• _Requirements_
Take the line that contains "Find the mouth" and every line after it in the material below, and quote them exactly.

___

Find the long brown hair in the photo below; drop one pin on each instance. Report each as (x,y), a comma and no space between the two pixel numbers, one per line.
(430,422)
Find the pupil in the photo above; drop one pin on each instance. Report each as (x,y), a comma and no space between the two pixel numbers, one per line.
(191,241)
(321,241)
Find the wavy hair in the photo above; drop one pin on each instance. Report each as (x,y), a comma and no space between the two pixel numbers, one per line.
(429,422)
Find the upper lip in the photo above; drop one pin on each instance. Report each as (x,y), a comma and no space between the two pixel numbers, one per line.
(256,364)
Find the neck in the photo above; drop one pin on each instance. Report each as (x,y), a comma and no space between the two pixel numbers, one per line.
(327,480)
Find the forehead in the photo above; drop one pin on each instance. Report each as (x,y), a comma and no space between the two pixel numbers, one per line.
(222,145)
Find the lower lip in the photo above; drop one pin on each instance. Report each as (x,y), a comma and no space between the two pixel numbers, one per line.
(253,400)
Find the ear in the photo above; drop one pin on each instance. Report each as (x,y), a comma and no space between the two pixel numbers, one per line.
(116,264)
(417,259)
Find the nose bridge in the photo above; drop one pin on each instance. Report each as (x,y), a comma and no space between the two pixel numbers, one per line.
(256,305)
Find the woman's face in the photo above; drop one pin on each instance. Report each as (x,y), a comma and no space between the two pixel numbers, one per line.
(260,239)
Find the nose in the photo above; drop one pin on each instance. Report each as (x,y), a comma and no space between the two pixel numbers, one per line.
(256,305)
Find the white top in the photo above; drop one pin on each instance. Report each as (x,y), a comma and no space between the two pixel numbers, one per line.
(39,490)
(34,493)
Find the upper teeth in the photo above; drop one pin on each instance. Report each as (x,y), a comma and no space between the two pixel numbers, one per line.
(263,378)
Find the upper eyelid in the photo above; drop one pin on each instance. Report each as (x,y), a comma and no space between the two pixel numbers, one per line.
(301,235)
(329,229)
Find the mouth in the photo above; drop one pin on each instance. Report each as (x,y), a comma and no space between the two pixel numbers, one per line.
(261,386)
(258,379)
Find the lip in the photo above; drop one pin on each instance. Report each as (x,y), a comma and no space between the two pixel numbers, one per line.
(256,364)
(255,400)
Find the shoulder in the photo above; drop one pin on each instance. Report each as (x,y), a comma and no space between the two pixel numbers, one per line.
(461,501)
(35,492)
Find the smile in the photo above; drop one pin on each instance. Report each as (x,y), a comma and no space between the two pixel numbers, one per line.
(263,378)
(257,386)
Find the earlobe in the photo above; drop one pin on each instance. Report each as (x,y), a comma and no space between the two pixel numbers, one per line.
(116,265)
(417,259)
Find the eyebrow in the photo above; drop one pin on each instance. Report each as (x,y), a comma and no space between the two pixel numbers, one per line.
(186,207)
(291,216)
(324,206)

___

• _Output of the exercise_
Find the mouth in the photo above; drop one pin on each instance. Report each as (x,y), a comma and no space between the two pixel numbers, one per line.
(261,386)
(258,379)
Find the lip in the photo above; drop one pin on each instance. Report each as (x,y), a comma and no space between the two pixel numbers, one per line.
(256,364)
(255,400)
Find the shoulder in the photo above; drop one pin on each instance. Report each as (x,y), a comma and no space between the two pixel numbers, one per line.
(461,501)
(35,492)
Find the smile in the photo above; drop one pin on each instance. Report each as (x,y), a comma and no space between the two pixel numbers, one per line.
(263,378)
(257,386)
Find the earlobe in the photo above; drop one pin on each instance. Report each as (x,y), a comma and no space between the two pixel numbers, one per line.
(116,265)
(417,259)
Find the eyebrow in the photo above; drop one pin on each instance. Report each as (x,y), a comma and no space between the two pixel numbers, one per line.
(186,207)
(291,216)
(324,206)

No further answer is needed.